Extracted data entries
↓

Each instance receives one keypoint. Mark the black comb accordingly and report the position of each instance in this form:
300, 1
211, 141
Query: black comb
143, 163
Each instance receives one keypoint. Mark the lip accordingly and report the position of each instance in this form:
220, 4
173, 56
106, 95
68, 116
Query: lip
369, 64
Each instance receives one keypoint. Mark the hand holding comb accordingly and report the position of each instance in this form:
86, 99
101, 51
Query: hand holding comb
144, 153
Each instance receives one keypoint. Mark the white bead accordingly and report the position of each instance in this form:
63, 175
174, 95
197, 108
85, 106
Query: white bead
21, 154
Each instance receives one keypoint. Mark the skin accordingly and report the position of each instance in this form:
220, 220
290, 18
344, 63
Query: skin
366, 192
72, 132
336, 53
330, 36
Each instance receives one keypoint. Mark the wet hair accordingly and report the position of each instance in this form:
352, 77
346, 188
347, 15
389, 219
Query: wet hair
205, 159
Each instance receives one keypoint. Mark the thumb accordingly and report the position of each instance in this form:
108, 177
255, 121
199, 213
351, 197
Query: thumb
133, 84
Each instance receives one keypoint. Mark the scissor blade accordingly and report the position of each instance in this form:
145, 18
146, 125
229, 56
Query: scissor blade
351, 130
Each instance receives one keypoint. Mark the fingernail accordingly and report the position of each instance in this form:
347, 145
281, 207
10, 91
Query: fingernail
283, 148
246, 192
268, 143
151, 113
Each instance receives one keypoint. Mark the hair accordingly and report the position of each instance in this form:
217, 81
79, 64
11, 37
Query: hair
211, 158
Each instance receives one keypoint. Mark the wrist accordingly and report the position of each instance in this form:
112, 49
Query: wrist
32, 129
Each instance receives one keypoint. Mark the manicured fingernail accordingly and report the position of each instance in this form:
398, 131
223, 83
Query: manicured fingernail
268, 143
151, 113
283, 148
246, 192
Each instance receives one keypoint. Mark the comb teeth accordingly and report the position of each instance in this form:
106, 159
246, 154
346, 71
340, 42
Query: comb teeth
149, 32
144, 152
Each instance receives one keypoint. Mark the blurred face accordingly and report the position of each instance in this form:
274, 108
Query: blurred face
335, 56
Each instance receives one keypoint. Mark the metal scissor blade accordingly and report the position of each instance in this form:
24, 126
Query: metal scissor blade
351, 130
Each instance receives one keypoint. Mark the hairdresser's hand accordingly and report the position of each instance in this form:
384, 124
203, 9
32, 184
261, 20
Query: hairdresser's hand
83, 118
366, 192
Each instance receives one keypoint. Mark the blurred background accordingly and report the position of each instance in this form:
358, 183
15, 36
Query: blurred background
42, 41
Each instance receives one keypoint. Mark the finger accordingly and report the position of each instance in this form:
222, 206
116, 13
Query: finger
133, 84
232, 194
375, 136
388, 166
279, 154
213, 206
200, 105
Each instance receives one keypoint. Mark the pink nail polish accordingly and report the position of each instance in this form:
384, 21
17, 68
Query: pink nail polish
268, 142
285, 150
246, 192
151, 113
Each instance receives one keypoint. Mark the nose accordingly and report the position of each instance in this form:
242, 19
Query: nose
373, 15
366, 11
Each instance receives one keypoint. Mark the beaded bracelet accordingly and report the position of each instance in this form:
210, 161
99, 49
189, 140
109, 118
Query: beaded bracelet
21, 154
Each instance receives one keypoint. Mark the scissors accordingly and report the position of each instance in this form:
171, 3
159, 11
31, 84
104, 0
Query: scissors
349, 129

↑

• **EXERCISE DETAILS**:
Rewrite the stretch from the line containing "Each instance receives one keypoint. Mark the scissors" through the end of the records as a JSON list of strings, one string per line, skipping any blank lines.

• **TASK ANSWER**:
[
  "Each instance receives one keypoint. Mark the scissors accordingly and report the position of each instance in this form:",
  "171, 3",
  "159, 11",
  "31, 84",
  "104, 0",
  "Query: scissors",
  "349, 129"
]